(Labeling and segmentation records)

++++++++++

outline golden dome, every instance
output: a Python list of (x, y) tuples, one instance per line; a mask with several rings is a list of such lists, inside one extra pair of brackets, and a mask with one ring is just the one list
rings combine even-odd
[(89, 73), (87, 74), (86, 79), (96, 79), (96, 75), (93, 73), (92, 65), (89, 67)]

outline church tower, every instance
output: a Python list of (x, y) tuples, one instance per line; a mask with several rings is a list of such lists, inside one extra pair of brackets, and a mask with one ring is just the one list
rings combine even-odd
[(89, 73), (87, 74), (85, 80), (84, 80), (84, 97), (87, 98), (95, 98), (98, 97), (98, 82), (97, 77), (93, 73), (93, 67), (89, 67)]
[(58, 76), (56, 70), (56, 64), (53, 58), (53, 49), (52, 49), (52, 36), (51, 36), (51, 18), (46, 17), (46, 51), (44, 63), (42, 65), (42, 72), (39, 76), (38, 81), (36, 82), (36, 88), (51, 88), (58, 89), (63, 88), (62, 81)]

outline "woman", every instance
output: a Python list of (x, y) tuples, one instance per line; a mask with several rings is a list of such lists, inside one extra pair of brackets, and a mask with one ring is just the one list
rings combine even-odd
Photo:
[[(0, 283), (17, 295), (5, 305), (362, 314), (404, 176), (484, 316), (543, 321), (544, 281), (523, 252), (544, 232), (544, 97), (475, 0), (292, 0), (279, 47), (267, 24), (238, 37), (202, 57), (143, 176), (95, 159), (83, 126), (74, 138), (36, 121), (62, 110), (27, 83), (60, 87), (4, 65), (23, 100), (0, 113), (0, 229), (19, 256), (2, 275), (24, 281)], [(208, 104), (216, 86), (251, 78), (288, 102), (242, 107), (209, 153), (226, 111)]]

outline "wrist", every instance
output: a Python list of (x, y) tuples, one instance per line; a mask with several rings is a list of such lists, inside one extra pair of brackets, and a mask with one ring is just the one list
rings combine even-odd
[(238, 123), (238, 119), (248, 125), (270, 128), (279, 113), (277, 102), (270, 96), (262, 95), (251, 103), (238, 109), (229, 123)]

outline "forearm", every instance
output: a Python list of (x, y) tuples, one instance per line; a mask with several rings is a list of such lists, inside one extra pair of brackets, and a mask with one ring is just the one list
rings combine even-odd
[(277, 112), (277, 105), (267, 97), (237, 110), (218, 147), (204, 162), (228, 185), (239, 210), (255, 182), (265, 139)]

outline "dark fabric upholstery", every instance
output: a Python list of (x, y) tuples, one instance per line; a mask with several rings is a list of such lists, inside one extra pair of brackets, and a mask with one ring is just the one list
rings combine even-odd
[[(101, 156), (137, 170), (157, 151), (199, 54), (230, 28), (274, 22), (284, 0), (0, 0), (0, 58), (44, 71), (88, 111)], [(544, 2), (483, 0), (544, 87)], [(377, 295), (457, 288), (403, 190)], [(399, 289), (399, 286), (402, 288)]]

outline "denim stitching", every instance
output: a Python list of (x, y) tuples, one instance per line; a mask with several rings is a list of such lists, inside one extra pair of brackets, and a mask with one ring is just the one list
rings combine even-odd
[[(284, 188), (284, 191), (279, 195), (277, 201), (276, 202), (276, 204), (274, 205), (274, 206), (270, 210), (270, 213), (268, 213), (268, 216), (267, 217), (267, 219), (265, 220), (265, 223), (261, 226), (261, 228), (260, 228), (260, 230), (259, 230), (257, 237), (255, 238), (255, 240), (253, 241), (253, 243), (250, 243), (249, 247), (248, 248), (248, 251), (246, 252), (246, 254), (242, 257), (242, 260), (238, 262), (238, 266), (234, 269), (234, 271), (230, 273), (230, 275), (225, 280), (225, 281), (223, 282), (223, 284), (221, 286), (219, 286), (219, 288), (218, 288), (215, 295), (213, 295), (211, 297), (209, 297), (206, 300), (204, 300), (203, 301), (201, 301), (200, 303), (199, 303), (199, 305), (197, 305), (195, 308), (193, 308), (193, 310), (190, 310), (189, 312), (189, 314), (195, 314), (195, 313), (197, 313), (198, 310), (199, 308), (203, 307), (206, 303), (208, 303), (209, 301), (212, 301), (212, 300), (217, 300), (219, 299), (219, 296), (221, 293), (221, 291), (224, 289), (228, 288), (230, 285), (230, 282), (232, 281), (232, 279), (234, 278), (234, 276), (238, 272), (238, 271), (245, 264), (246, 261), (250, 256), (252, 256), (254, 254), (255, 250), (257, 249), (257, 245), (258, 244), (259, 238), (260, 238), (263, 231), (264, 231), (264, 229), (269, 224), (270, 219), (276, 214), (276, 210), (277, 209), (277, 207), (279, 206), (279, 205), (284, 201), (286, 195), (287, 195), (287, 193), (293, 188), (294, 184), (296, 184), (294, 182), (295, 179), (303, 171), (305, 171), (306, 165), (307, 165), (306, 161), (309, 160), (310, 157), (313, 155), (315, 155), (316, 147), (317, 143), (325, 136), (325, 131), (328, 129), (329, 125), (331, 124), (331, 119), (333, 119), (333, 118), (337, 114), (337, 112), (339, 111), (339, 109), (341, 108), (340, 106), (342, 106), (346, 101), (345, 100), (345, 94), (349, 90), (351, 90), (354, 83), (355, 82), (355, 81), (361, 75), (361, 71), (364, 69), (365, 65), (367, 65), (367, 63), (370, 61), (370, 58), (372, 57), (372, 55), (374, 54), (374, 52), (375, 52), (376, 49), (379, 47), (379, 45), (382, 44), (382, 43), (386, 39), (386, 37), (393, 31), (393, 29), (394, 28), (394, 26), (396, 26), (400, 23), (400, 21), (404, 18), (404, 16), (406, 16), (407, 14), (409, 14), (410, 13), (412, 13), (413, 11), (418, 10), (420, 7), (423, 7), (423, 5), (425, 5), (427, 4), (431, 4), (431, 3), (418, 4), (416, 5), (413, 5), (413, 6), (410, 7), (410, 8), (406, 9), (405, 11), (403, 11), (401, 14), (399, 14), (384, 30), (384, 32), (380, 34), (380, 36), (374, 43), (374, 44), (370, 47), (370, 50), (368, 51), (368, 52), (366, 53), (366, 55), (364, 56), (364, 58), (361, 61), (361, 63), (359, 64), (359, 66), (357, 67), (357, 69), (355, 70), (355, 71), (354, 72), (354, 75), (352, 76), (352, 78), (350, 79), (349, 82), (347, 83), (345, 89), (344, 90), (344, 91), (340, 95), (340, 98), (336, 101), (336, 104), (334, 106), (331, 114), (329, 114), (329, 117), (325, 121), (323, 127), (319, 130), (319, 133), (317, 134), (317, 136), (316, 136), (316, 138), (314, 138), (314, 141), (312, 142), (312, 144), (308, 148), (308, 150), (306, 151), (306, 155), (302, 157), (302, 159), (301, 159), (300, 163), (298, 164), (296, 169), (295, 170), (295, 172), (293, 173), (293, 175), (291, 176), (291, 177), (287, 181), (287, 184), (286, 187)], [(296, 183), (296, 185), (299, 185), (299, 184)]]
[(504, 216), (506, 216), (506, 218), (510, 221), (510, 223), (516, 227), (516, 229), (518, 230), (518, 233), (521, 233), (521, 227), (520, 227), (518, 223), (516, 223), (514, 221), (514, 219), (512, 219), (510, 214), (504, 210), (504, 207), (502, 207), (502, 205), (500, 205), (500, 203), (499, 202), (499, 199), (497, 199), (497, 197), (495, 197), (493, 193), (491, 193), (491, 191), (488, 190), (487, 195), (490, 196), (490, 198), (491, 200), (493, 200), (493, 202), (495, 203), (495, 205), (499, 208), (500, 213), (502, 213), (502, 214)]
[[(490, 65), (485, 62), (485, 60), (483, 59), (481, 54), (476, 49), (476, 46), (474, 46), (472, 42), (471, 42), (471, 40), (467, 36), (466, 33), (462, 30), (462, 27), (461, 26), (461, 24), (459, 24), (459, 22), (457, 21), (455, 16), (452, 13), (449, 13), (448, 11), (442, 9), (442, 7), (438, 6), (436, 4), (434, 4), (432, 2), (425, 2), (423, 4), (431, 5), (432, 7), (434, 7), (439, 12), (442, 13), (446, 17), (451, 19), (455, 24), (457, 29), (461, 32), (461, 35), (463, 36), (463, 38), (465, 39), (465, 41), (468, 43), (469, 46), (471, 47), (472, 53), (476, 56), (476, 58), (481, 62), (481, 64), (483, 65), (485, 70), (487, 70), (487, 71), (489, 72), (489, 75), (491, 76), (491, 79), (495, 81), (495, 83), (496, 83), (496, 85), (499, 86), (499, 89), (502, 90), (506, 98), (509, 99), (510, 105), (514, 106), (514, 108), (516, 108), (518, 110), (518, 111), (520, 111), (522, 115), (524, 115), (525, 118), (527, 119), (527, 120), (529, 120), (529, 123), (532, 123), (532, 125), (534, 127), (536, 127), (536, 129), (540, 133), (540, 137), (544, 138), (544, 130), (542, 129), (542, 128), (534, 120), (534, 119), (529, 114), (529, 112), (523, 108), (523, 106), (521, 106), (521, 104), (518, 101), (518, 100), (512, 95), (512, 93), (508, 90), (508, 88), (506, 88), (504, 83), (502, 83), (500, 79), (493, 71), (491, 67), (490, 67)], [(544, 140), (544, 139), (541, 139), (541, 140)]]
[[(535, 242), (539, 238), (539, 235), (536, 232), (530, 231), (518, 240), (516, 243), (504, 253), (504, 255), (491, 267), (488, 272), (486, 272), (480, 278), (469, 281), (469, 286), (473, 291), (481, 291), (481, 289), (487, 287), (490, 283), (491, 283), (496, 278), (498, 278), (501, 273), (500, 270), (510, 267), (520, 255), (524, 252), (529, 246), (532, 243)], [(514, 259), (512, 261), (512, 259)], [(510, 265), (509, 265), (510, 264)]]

++++++++++

* [WHAT THE TASK REQUIRES]: Begin at the start of the material and stop after the line that contains "88), (62, 81)]". Reproduce those lines, swapping "golden dome" for "gilded dome" and leaving everything else unchanged.

* [FINAL ANSWER]:
outline gilded dome, every instance
output: a Python list of (x, y) tuples, one instance per line; a mask with several rings is a list of such lists, inside one extra pair of brackets, and a mask with one ring is just the one list
rings combine even-odd
[(89, 73), (87, 74), (86, 79), (96, 79), (96, 75), (93, 73), (92, 65), (89, 67)]

outline church tower, every instance
output: a Python list of (x, y) tuples, one instance per line; a mask with several rings is a list of such lists, inside one extra pair of brackets, and a mask with one ring is just the one list
rings combine even-odd
[(89, 73), (87, 74), (85, 80), (84, 80), (84, 97), (87, 98), (95, 98), (98, 97), (98, 82), (97, 77), (93, 73), (93, 67), (89, 67)]
[(58, 76), (56, 70), (56, 64), (53, 58), (53, 49), (52, 49), (52, 36), (51, 36), (51, 18), (46, 17), (46, 51), (44, 63), (42, 65), (42, 72), (39, 76), (38, 81), (36, 82), (36, 88), (51, 88), (58, 89), (63, 88), (62, 81)]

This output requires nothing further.